*INPUT DATA*.

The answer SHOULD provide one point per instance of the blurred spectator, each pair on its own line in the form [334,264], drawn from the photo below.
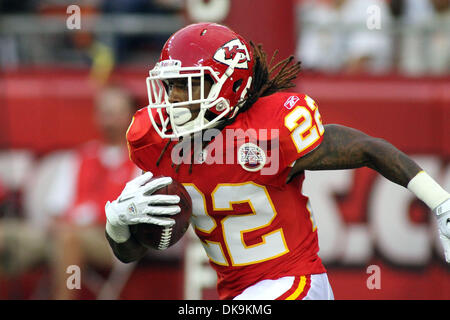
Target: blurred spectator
[128,47]
[425,47]
[334,36]
[101,170]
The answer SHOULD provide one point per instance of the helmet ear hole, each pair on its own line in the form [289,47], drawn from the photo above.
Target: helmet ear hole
[237,84]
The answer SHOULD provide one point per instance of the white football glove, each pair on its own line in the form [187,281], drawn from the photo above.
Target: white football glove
[136,204]
[443,218]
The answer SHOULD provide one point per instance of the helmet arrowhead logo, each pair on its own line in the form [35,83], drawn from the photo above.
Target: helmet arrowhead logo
[228,52]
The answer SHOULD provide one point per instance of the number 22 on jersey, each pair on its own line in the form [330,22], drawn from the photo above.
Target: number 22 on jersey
[305,130]
[234,227]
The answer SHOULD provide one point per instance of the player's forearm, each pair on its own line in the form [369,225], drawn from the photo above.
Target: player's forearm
[127,251]
[390,162]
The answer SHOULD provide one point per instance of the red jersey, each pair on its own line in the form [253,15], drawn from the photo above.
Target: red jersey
[252,224]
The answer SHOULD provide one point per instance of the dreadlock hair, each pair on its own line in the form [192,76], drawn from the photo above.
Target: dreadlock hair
[267,79]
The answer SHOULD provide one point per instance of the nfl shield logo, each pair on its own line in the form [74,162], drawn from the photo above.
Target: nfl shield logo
[251,157]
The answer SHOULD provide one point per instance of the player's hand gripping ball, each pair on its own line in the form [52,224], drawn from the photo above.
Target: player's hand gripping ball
[161,237]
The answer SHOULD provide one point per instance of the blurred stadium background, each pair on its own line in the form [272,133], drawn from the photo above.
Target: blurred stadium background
[381,66]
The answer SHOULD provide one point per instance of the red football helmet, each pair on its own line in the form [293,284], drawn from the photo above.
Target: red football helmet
[193,52]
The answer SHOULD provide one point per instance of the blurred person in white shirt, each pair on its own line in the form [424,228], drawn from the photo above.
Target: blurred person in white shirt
[335,36]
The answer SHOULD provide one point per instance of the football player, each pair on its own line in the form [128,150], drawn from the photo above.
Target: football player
[255,224]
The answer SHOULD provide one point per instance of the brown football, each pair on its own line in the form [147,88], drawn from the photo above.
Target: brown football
[158,237]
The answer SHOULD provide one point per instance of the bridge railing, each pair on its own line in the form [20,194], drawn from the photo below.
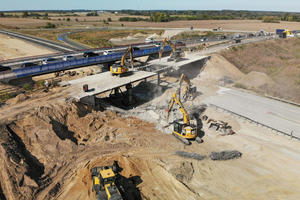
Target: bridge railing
[83,61]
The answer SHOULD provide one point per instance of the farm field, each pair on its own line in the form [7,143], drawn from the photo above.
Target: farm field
[83,137]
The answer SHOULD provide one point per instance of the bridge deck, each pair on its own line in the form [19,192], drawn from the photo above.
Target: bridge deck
[104,82]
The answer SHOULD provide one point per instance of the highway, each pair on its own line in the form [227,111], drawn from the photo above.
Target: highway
[281,116]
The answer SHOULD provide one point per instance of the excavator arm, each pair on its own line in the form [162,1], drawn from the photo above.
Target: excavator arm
[175,99]
[163,46]
[129,50]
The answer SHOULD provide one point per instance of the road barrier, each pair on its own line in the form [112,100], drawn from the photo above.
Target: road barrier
[83,61]
[255,122]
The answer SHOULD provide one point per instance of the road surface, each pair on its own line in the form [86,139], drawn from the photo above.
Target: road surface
[278,115]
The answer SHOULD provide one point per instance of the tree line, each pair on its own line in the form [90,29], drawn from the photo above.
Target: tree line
[173,15]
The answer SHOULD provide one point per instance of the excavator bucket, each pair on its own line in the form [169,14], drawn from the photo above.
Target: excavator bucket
[213,126]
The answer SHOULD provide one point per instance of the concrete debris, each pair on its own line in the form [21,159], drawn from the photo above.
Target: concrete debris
[225,155]
[153,114]
[190,155]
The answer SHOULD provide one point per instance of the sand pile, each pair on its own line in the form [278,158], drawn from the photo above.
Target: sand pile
[20,98]
[218,67]
[256,79]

*REQUIREMENT*. "below" is the string to look for; please copy every line of the records above where it appears.

*WRITTEN SOLUTION*.
The answer SHOULD provide one point per instance of the blurred spectator, each pair on its own line in the form [334,264], drawn from the photo below.
The answer SHOULD provide one point per instance of the bridge railing, each pair on its own line in the form [20,194], drawn from the photo below.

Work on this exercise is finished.